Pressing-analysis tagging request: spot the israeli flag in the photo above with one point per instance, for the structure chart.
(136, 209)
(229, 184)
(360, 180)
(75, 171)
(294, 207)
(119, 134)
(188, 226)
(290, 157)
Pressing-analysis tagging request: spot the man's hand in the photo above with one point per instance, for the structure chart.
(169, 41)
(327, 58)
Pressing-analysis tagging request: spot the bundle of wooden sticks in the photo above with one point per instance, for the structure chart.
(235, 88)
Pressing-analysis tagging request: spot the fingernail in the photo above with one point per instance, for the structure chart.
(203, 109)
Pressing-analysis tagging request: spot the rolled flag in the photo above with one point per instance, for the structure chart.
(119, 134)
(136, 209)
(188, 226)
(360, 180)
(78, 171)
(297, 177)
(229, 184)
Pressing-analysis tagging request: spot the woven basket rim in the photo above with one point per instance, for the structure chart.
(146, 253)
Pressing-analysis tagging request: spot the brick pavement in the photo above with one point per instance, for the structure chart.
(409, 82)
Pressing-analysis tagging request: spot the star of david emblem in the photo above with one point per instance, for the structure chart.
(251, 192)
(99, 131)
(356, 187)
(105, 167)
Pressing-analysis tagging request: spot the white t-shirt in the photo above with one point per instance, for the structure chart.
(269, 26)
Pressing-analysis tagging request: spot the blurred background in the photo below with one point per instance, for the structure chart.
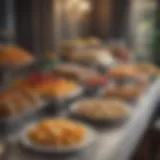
(45, 23)
(108, 40)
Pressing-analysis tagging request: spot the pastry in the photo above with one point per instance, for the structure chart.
(124, 72)
(11, 55)
(56, 133)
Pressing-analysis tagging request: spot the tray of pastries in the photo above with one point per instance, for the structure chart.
(49, 86)
(68, 47)
(57, 135)
(128, 92)
(16, 102)
(94, 57)
(74, 71)
(101, 110)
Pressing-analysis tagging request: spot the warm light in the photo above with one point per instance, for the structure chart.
(77, 9)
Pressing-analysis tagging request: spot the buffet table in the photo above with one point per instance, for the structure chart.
(113, 143)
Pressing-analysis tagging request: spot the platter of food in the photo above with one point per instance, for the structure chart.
(126, 92)
(57, 136)
(101, 110)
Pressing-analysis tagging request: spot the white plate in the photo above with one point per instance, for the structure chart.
(74, 111)
(90, 137)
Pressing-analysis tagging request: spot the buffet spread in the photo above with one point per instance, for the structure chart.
(91, 87)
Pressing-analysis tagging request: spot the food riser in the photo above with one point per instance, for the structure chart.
(8, 75)
(58, 106)
(12, 125)
(92, 91)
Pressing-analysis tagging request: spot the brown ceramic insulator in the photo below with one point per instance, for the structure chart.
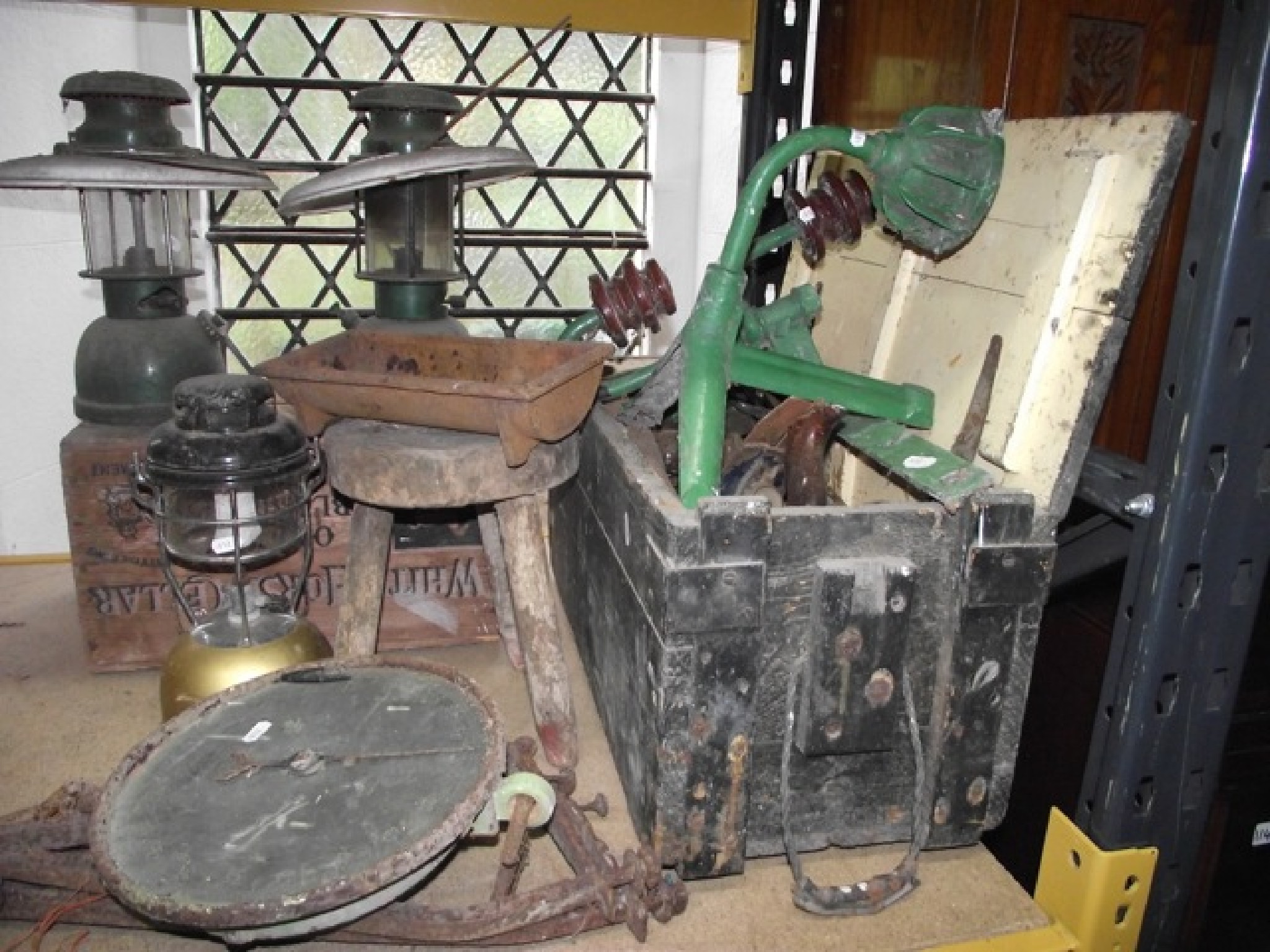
(837, 209)
(859, 192)
(631, 300)
(804, 456)
(609, 310)
(809, 224)
(660, 284)
(841, 216)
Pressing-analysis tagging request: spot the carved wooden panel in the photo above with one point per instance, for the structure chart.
(1104, 63)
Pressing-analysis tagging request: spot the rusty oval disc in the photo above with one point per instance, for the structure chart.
(303, 795)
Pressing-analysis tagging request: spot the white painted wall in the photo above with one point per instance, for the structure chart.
(696, 150)
(46, 306)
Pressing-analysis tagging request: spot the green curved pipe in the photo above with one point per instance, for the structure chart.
(935, 178)
(769, 242)
(718, 312)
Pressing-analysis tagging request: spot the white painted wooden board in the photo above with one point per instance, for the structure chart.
(1049, 271)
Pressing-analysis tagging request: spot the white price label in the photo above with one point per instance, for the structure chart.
(258, 731)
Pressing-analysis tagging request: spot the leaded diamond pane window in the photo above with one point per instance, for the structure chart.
(276, 89)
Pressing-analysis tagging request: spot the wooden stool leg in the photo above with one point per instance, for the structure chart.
(370, 540)
(493, 542)
(535, 602)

* **Exercise**
Without the pictures, extract every entry verbatim.

* **Final result**
Pressing-analysis tagging request: spot the israeli flag in the photo above with one point per instance, for the structure chart.
(136, 209)
(229, 184)
(360, 180)
(75, 171)
(294, 207)
(119, 134)
(188, 226)
(290, 157)
Pressing-analysis tagging request: spot the man's hand in the photo above with one point per instance, for the structure chart.
(169, 41)
(327, 58)
Pressing-analysis tagging request: spot the bundle of wooden sticks in the photo above with one point per instance, for the structure chart.
(235, 88)
Pressing-analysis tagging request: spot the fingernail in the photo above with one point per instance, for the structure chart.
(203, 109)
Pressing-analysis tagging request: spot the rolled flag in the photo above with one point per instance, for the structure chart.
(119, 134)
(136, 209)
(188, 226)
(360, 180)
(78, 171)
(297, 177)
(229, 184)
Pressing-analysis tagging request: spot the woven basket rim in the photo above with one point per instance, for the structure chart.
(146, 253)
Pressing-analysis tagging request: spot the brick pavement in the photo above with one point per instance, for the structure chart.
(409, 82)
Pressing-analysis tagging request: spot the star of david emblem in the photo above with one point per instance, for the structure chart.
(251, 192)
(99, 131)
(356, 187)
(105, 167)
Pressing-analysis tagging request: spot the white t-shirt in the photo above with one point per instance, for the structure chart.
(269, 26)
Pressing-analysis tagging request: spot the blurred background in the photo below with one point per instance, for the structure chart.
(45, 23)
(108, 40)
Pressing-analysis tagging request: spot the pastry in the photo above with one point per instance, for the structure chart.
(124, 72)
(11, 55)
(56, 133)
Pressing-analysis tagging request: spot the tray of pastries in the photo above with one point per instance, for the structure chart.
(49, 86)
(68, 47)
(57, 135)
(128, 92)
(16, 102)
(94, 57)
(74, 71)
(101, 110)
Pressing-analysis tagging request: spot the warm light in the photo above with one point per instance, for the structure chart.
(77, 9)
Pressing-analysis tagging request: spot the buffet table in the photo above with one point per instance, for the structure chart.
(113, 143)
Pressing-analysis tagging request: spot the platter of food in the photo above with one point per instance, for the structure chart.
(126, 92)
(57, 136)
(101, 110)
Pressing-analysis tagging request: spot the white plate in the photo above with one point per instance, for the structure chart.
(74, 111)
(90, 137)
Pressing-analysis tagging request: spot the buffet spread in the photo above with one point per instance, for the structure chart.
(91, 87)
Pressing-analysis tagging request: spot the food riser in the photo above with one point per instance, for the structure chart.
(8, 75)
(58, 106)
(12, 125)
(92, 91)
Pressing-analysis tagging request: spot the brown ceramic insulator in the photo below with one point per instance, for the structure chart.
(837, 209)
(859, 192)
(631, 300)
(804, 456)
(609, 310)
(809, 224)
(660, 284)
(841, 216)
Pressing-analysis tagging request: spot the carved wooden panel in the photo above with one point per instance, for the structure chart.
(1104, 63)
Pressing-analysis tagging request: spot the rusty oval disc in the photo above with one point per instance, for the structure chart.
(303, 795)
Pressing-analysis tagging request: spot the white painted wall in the photo above with one point per instance, for the structure chart.
(696, 150)
(46, 306)
Pressing-analysis tagging request: spot the green curved pipe in the photo above with one point per instance, for the structure chart.
(935, 178)
(769, 242)
(718, 312)
Pressing-analysis tagging request: spot the white painted wooden board in the photo above with one point per instance, for the structure chart.
(1049, 271)
Pressing-analysis tagging request: spot the white price label in the photo above with one point per instance, for the structure chart.
(258, 731)
Pressing-analysis tagging request: spot the leaded diamond pane window in the photo above with one point per instance, for the structure chart.
(276, 89)
Pressing-analysis tagging request: spot the wooden stool leg in the photo above with one point per instance, for the structure chart.
(370, 540)
(493, 542)
(535, 602)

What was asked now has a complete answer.